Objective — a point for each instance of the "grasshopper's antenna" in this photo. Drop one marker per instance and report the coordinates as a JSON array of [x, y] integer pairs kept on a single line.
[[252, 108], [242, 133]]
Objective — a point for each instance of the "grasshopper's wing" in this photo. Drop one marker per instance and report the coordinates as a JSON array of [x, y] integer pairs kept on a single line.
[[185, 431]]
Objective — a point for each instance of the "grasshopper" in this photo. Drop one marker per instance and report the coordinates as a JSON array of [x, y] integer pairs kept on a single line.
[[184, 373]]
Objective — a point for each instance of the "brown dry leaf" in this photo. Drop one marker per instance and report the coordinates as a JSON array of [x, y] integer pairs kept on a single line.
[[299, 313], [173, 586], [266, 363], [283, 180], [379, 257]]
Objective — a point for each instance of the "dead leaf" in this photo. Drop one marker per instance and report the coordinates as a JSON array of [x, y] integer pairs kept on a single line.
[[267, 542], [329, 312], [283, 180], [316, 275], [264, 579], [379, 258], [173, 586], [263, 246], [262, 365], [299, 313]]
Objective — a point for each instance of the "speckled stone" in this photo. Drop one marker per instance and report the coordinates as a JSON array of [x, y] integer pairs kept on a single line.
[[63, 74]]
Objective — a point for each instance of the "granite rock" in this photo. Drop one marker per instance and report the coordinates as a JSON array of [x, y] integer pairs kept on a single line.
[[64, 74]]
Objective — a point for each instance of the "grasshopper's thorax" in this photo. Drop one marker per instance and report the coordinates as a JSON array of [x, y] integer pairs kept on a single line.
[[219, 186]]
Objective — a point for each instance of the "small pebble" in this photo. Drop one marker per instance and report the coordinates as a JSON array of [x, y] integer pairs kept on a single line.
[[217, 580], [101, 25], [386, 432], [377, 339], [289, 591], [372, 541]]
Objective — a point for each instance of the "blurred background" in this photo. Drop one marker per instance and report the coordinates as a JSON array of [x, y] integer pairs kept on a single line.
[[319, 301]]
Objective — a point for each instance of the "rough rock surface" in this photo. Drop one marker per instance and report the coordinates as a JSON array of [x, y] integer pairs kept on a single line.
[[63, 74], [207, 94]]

::::

> [Exercise brief]
Arrange the entries above, from the start of the entries through the line containing "[[252, 108], [242, 133]]", inclusive, as a two-column CSV with the columns "prompt" and "points". Give one row per entry, with its text and its answer each in a single quoted field and any line breaks replaced by spaces.

> [Correct output]
prompt,points
"Objective — a point for each instance of the ""grasshopper's antenna"" in this photo. Drop one marker per instance and report the coordinates as a JSON array of [x, y] integer pairs kept on a single line.","[[252, 108], [242, 133]]"